I thought of beginning this review with the note of the main character, Willa, suddenly having to take on the raising of her grandson when his mother commits suicide. Although years ago,  I clearly remember meeting a woman in her sixties who had decided to raise her abandoned grandchild to keep the boy from foster care; her harrowing story was pitiable.  But Kingsolver has so much more to reveal in this tale of a modern extended family surviving in a rundown yet historic house in Vineland, New Jersey.  Her topics include raising children but also health care and global warming, as well as Wall Street activism and relations with Cuba – among others. She has an agenda.

Willa lives in the house with her handsome husband Iano, a non-tenured college professor, her terminally ill father-in-law Nick, her rebellious daughter Tig,  her son Zeke’s baby son, and Daisy, the old dog.  Thatcher, a high school science teacher, lives in this house about 150 years earlier with his new wife Rose, his mother-in-law, and his young sister-in-law, and two dogs.  The house, constructed without a foundation, has been falling apart since it was first built in Thatcher’s time, and seems about to implode by the time Willa’s family inherits it. 

The house may seem a symbol of their lives, also falling apart.  Thatcher, determined to bring scientific inquiry into his classes by teaching Darwin’s theories, faces a stalwart and fearful body of staunch religious conservatives, determined to ignore new ideas that would topple their well structured world.  Thatcher finds a friend in his neighbor, Mary Treat, an eminent biologist who regularly corresponds with Charles Darwin, but his connection to the local newsman who sympathizes with his struggle leads to a murder and his banishment from the town.

Although Willa’s problems may be modern, they mirror Thatcher’s frustration in dealing with those circumstances thwarting attempts to have the good life.  Iona moves from college to college trying but never getting the elusive tenure track position; Willa leaves her job writing for a magazine to care for her ailing father-in-law; their son Zeke with degrees from Ivy league schools has no job; their daughter Tig, a promising biologist, dropped out of college to migrate to Cuba but returns as a car mechanic – an extended middle class family with no future prospects, no savings, a stack of unpaid bills, in a falling down house.

In both worlds, present and past, the underlying mantra is the struggle between the haves and have nots.  Darwin and new scientific discoveries pose the threat to the status quo in the past, butting against Landis, the town creator and clever entrepreneur gaining wealth at the expense of others, while the environmentalists and the socially conscious in modern times are desperately trying to hold against the empty promises and loud blustering bullies of conservative politics.

Unsheltered is not an easy read, but Kingsolver never meant to write a book with sublime references to love or with delicious twists; she’s left that to Moriarty and others.  The reference to a murder doesn’t appear until page 300, and then disappears again in deference to biology, history and the inevitable repetition of human foibles and idiocy; it’s a wonder our species has survived thus far.

Kingsolver finished this book before Trump won the presidency, and his name is never mentioned.  In fact, in her acknowledgments she notes her research on the lives of the nineteenth century persons who inspired the story, the biologist Mary Treat and the “shenanigans of Charles Landis and his role in the murder,” but “among the novel’s twenty-first century characters, any resemblance to persons living or dead is coincidental.”   But if you have any doubt to whom she is referring, she cites a famous campaign quote:

“He said he could stand in the middle of Fifth Avenue and shoot somebody and people would still vote for him.”

And if you have any doubt where she stands, the line after he wins the New Hampshire primary – “Welcome to the Granite State…we have rocks in our heads!” – may give you a clue.

EXTRACTED DATA ::
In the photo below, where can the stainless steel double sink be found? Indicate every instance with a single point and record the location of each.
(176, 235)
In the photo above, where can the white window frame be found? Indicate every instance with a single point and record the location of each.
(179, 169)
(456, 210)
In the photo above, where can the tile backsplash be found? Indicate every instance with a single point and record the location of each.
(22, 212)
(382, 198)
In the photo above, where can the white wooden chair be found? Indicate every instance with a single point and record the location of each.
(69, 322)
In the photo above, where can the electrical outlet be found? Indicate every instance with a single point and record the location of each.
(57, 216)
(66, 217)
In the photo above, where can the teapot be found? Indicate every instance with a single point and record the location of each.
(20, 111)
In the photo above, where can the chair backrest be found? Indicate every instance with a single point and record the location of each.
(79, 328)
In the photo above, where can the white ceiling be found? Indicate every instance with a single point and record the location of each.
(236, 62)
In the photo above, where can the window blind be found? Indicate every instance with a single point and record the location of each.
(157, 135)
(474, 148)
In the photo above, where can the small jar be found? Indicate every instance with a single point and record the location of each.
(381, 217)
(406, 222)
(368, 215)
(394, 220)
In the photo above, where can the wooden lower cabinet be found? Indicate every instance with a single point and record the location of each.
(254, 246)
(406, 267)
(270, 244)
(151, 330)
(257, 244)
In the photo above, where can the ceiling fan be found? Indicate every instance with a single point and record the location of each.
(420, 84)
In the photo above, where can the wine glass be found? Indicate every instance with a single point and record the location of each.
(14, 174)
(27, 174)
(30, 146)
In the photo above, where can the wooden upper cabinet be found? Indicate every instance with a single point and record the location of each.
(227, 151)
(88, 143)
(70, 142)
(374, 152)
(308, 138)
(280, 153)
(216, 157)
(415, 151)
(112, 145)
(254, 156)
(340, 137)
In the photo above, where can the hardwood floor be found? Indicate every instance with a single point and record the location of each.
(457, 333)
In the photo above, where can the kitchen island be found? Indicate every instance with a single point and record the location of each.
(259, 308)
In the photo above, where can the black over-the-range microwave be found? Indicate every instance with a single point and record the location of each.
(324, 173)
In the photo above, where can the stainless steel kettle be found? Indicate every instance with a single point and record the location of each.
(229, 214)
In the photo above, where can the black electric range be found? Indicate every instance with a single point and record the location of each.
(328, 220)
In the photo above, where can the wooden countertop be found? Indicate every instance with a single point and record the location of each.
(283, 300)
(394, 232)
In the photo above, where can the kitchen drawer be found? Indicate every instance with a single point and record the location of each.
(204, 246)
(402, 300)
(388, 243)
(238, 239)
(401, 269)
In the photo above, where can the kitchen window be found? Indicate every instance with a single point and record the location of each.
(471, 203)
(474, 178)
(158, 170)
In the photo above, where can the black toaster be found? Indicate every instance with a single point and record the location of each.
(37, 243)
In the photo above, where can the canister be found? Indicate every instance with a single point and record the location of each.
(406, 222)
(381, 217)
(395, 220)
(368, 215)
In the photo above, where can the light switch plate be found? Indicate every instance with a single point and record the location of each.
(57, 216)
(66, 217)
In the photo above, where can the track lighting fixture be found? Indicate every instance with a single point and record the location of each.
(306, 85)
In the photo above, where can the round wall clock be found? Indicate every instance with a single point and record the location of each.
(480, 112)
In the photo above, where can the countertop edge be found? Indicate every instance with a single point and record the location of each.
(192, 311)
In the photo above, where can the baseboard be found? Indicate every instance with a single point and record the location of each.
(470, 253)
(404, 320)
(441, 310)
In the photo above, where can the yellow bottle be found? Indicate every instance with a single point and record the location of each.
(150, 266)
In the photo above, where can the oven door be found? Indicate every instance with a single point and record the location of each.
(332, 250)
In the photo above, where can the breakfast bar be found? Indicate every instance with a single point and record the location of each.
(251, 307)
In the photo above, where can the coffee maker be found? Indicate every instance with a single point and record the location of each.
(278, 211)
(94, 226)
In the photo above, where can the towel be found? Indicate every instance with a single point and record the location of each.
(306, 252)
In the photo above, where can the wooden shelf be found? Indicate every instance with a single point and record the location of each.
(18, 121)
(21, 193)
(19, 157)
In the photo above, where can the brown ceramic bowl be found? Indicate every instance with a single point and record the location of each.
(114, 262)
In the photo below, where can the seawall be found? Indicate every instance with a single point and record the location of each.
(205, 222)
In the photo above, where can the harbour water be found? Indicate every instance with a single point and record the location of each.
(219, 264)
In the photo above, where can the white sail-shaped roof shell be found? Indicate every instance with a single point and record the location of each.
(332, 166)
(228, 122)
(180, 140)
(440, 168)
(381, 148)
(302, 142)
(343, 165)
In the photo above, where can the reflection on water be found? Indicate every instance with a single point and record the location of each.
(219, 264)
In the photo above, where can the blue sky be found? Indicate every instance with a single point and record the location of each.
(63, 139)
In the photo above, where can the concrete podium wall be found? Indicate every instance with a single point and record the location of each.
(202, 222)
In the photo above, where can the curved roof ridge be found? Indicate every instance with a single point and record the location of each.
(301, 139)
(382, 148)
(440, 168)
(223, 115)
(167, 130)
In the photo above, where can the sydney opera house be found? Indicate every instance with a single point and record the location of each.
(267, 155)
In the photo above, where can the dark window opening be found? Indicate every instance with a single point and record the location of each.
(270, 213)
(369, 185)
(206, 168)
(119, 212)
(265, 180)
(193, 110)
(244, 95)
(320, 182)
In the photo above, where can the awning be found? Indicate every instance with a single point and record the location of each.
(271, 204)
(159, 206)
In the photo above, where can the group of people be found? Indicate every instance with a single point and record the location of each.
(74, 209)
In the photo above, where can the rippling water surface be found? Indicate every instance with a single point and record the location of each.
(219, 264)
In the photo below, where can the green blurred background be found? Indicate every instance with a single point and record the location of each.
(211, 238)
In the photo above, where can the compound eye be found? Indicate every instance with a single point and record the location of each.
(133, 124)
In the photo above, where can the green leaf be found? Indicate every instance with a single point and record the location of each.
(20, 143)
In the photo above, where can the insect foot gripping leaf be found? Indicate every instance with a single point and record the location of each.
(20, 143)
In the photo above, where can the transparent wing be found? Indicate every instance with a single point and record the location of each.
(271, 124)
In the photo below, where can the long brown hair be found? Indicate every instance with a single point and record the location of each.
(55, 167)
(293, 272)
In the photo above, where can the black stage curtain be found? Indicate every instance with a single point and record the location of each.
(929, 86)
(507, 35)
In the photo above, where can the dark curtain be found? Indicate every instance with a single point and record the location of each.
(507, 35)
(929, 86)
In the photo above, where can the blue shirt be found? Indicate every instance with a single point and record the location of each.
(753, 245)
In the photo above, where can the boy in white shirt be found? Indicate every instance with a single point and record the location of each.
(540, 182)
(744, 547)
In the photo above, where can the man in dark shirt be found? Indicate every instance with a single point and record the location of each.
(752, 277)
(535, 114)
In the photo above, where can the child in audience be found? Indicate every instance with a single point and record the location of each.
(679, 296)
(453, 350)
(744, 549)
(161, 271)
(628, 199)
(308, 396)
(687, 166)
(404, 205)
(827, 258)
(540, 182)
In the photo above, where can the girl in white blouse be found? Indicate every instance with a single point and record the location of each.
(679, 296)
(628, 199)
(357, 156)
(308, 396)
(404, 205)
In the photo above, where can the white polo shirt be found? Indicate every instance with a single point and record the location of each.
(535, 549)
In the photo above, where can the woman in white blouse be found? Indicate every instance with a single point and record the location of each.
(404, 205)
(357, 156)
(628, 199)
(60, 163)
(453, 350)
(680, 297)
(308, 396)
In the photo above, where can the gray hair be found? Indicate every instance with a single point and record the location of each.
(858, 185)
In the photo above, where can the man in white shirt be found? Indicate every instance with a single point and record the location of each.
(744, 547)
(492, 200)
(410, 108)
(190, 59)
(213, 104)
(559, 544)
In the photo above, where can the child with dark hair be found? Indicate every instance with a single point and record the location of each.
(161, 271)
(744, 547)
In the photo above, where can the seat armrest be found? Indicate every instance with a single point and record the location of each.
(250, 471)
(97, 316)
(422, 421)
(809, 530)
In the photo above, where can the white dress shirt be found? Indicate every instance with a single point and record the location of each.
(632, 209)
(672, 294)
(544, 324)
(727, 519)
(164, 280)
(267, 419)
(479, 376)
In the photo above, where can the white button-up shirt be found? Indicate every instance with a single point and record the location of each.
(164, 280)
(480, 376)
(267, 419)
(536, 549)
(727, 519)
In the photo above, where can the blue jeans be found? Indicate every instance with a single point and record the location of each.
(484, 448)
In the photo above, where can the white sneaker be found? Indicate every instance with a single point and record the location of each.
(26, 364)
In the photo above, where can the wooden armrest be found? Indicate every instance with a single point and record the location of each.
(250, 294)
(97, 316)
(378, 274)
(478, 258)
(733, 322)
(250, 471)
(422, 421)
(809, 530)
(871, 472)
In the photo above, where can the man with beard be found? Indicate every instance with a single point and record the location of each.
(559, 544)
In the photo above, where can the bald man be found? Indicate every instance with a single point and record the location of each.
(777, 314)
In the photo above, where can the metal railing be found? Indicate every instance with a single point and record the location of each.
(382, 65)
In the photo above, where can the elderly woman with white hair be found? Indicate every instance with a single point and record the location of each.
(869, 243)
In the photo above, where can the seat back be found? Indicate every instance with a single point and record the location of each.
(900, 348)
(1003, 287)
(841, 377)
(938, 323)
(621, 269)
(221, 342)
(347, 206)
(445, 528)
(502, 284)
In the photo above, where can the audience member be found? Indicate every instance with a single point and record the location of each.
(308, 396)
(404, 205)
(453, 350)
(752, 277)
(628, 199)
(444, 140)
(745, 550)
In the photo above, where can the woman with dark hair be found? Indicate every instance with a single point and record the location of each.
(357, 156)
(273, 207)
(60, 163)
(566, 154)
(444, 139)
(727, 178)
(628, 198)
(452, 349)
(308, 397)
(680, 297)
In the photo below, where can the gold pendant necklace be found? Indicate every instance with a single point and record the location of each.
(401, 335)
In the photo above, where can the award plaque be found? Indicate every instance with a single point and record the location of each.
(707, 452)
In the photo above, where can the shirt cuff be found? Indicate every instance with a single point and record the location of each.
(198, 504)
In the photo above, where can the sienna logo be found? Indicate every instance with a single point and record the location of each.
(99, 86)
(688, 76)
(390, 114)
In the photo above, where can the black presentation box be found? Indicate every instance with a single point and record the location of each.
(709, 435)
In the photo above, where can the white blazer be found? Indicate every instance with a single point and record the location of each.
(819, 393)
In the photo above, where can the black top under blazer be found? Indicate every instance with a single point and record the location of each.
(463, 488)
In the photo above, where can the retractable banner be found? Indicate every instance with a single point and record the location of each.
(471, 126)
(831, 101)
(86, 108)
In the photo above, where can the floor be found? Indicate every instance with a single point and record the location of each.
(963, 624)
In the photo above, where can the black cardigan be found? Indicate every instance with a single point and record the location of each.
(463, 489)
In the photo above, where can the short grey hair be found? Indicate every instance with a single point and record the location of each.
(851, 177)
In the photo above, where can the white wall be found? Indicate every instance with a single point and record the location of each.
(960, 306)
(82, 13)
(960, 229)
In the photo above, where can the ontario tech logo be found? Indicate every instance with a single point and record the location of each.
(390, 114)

WORK INSTRUCTION :: Update the stretch of the review of Unsheltered from "And if you have" through "you a clue.", replacing "clue" with "hint". The data have no connection to the review of Unsheltered.

WRITTEN RESPONSE ::
And if you have any doubt where she stands, the line after he wins the New Hampshire primary – “Welcome to the Granite State…we have rocks in our heads!” – may give you a hint.